■ TO-DO LIST ■
- 1) In the text about the film Gangvaa, copy everything from "Gangvaa is a" down to "film Malaiyoor Mambattiyan." word for word.
- 2) According to the text about the film Gangvaa, which actor plays the police inspector who pursues Gangvaa?

■ TEXT SHOWN ■
Gangvaa is a 1984 Indian Hindi-language film directed by Rajasekhar, starring Rajinikanth and Shabana Azmi. It is a remake of Rajasekhar's 1983 Tamil film Malaiyoor Mambattiyan.

Plot 
The basic injustice at the core of Gangvaa is the way the landed classes take advantage of ordinary village folk. Early on in the film, a work crew finds a pot full of gold coins and Thakur Mahendra Singh (Amrish Puri) confiscates them to add to his already massive wealth. Enter Gangvaa (Rajnikanth) to save the day; Gangvaa kills Zamindar and his goons. Gangvaa puts together a band of the men who had suffered under the Zamindar's tyranny. Together they hang out in the wilderness and perform Robin-Hood-esque raids for the sake of vigilante justice.  At some point Jamna (Shabana Azmi) encounters Gangvaa and is smitten.  Then a village girl accuses Gangvaa of rape, and Jamna is enraged – it is here that she gets down to find the truth. It turns out that the rape was actually done by a totally different guy named Gangvaa (Raza Murad), and righting this wrong wins Jamna back for our hero, but makes him a new set of enemies that he spends the rest of the film fleeing from.  Also on his tail is a police inspector (Suresh Oberoi), who cannot allow vigilante justice in his district, no matter how noble the intention.

■ INFORMATION PROVIDED ■
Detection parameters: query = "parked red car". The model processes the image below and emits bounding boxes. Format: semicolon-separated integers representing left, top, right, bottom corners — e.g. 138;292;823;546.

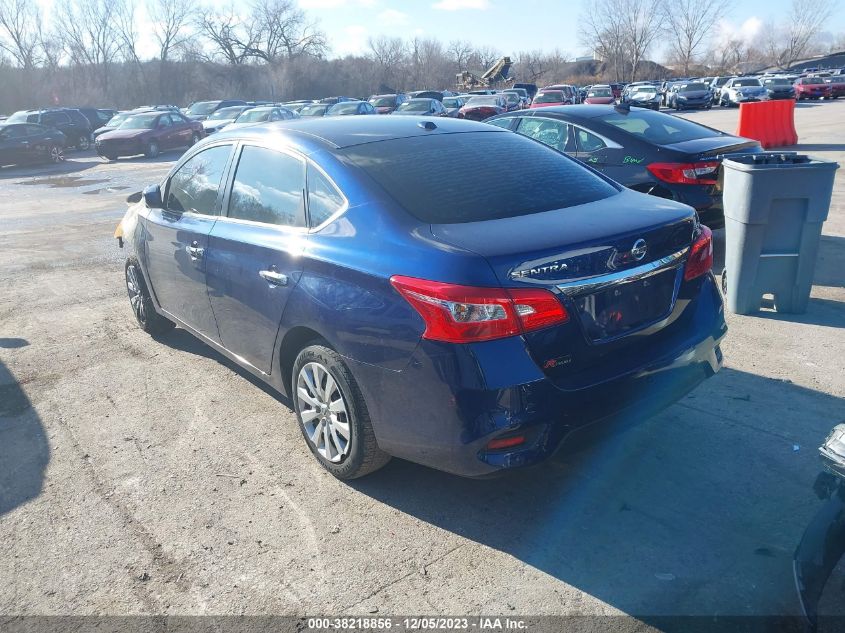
584;85;616;105
458;95;508;121
531;90;569;108
94;112;205;160
824;75;845;99
795;77;831;101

■ CORRECT ANSWERS ■
- 1)
Gangvaa is a 1984 Indian Hindi-language film directed by Rajasekhar, starring Rajinikanth and Shabana Azmi. It is a remake of Rajasekhar's 1983 Tamil film Malaiyoor Mambattiyan.

- 2) Suresh Oberoi